Ana Saturnina disse...

Lembro bem do dia em q o homem pisou na lua.Foi poucos dias antes do meu aniversário de 15 anos. Assistimos na TV do vizinho. As imagens vindas da lua não eram tão boas, ainda mais com aquele chuvisqueiro td. Só se viam uns vultos andando. Na minha casa só fomos ter TV uns 2 anos depois. Nessa época eu já estava trabalhando e tinha mt vontade de largar o emprego, só pra ficar assistindo TV. Quase larguei o namorado tb...ele queria namorar e eu queria assistir TV. Anos depois, já morando em Sampa, qdo vi q íam passar essas imagens em um Fantástico, corri para vê-las, agora com imagem consideravelmente melhor.

Ana Saturnina disse...

Corrigindo...poucos dias antes de fazer 16 anos.

Léli disse...

Ótima narrativa!!!! Consegui enxergar um Luizinho trocando os pés na sala de casa. hahaha E um Mohammad Ali-Haj gigante em toda a sua força e mostrando aos afroamericanos que a luta só acaba no último round.
Que saudade deste tempo que não vivi!!! Ainda bem que tem gente que conta com detalhes precisos, lembrados ou inventados, aquelas belas coisas e outras, não tão belas, pelas quais o mundo passou.

(Registros de indicação de objetos nomeados)

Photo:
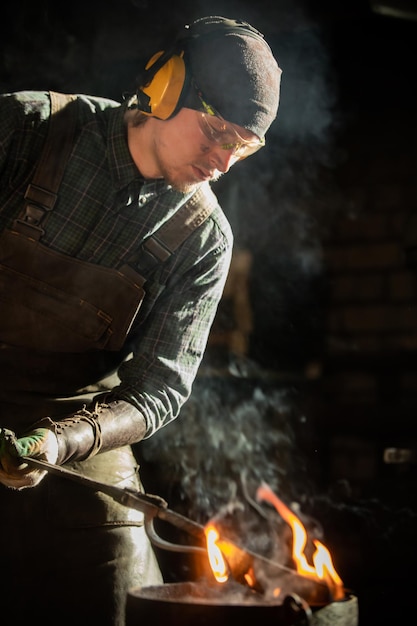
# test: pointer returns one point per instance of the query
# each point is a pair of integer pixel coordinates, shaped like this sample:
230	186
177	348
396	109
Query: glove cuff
86	433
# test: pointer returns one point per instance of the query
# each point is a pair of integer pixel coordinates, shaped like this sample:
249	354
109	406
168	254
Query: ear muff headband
160	97
165	76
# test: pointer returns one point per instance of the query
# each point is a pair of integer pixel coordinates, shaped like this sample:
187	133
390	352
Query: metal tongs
151	506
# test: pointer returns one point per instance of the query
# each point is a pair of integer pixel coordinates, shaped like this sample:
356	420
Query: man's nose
223	159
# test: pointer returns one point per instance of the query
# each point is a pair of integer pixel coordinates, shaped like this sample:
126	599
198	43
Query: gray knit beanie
235	71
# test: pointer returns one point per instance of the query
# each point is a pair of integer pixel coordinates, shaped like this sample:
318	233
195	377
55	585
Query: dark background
348	106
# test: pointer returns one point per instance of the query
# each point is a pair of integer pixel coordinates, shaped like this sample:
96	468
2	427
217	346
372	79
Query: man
106	302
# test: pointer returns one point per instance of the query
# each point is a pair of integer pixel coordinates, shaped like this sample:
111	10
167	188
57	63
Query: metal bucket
193	604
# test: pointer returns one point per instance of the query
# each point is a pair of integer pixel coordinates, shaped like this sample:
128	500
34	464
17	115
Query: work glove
40	443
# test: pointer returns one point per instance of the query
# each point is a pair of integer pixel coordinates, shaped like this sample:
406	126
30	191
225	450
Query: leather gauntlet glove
41	443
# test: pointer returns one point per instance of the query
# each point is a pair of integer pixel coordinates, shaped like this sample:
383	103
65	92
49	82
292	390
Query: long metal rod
153	506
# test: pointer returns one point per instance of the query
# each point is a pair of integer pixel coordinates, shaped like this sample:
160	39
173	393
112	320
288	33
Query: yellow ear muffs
164	90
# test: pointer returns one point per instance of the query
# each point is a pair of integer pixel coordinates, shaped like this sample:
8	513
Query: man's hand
40	443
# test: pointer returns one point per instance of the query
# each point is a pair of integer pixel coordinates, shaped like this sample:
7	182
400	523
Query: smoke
231	435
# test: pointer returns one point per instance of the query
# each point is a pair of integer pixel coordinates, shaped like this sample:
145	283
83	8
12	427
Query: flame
322	567
217	562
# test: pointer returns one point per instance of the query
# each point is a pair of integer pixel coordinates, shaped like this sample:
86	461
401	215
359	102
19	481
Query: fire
217	562
226	557
322	567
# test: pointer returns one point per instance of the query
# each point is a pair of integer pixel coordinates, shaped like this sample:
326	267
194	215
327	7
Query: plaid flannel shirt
104	212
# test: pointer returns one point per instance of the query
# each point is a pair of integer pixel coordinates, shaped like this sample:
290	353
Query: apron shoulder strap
41	193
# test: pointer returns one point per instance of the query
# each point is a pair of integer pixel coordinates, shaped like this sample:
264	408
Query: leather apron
63	324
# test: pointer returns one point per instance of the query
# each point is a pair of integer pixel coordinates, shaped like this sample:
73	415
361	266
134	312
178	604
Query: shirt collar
122	167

Enunciado 1
Segundo a fonte, por que Ana Saturnina quase largou o namorado? Responda em uma ou duas frases.
Enunciado 2
Dê sequência aos comentários sobre a chegada do homem à lua, começando logo após a última frase da fonte.

Resposta correta 1
Ana Saturnina quase largou o namorado porque ele queria namorar e ela queria assistir TV, que só chegou à casa dela uns dois anos depois da transmissão da chegada do homem à lua.

Resposta correta 2
Agora... em relação ao homem ter ido a lua, bem... não é só tua avó que dizia que eles não tinham saído daqui, o Aleksander também não acredita na possibilidade. Eu não sei direito, se creio ou não, só sei que as viagens lunares e interplanetares que nos diziam que iriam ocorrer nos anos dois mil não rolaram... Também não ouvi falar em ninguém, além do São Jorge e do dragão, que esteja morando na lua...

Gerson Mendes Corrêa disse...

Rapaz eu lembro dessa luta, e estava bem afim de ve-la, porém meu velho e sábio pai disse não, porque lá em casa era ele que ligava o aparelho de tv às 17:15 para assistirmos o serriado do tarzan com o ator Ron Ely e tambem ele que desligava as 22:00 em ponto, e não tinha aceto para depois das 22hs.

Hamilton Caio disse...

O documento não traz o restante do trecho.